-- begin RECORDS --

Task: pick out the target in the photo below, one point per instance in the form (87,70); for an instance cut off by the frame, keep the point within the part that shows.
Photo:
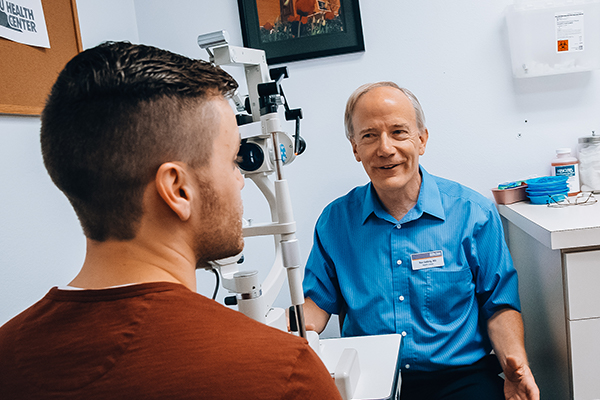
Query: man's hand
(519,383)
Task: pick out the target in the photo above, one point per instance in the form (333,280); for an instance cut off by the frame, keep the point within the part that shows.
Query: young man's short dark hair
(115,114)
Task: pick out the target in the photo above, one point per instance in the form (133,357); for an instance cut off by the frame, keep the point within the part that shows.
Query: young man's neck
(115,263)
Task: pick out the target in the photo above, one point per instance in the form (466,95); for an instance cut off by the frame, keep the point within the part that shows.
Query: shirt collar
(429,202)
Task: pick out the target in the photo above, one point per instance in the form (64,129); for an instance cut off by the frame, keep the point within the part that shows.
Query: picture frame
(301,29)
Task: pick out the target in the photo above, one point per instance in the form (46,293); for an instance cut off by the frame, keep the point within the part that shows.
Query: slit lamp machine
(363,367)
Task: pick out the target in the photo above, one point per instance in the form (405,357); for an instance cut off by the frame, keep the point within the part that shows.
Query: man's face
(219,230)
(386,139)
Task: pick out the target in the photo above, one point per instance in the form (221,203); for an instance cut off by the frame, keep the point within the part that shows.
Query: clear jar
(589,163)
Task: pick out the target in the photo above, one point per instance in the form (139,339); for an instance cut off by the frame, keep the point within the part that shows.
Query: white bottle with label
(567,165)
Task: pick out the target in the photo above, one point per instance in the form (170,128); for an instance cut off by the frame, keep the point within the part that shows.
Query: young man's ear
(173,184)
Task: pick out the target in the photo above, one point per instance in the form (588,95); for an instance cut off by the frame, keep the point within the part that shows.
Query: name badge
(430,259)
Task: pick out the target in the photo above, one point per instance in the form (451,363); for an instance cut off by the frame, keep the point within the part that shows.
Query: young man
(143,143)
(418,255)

-- end RECORDS --
-- begin RECORDS --

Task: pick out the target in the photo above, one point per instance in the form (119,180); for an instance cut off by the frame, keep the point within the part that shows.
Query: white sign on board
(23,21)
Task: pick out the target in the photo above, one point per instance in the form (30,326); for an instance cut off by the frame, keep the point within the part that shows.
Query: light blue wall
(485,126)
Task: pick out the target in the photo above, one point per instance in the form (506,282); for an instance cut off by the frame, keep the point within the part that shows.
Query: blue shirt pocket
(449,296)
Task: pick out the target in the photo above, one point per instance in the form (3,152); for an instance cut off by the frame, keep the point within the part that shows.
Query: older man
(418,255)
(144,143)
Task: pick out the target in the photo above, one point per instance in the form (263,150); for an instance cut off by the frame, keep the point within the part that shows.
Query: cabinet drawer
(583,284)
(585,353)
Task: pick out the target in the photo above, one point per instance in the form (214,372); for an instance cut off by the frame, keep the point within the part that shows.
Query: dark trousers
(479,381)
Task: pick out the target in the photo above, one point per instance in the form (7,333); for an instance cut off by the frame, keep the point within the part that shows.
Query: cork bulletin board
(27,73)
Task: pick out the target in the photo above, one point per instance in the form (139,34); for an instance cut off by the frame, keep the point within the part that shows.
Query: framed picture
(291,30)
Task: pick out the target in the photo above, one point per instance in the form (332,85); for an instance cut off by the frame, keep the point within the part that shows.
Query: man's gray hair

-- end RECORDS --

(TASK TO CARRY OUT): Gather every line of the records above that contains the string "shirt", and copy each one out.

(RESULT):
Query: shirt collar
Query: blue shirt pocket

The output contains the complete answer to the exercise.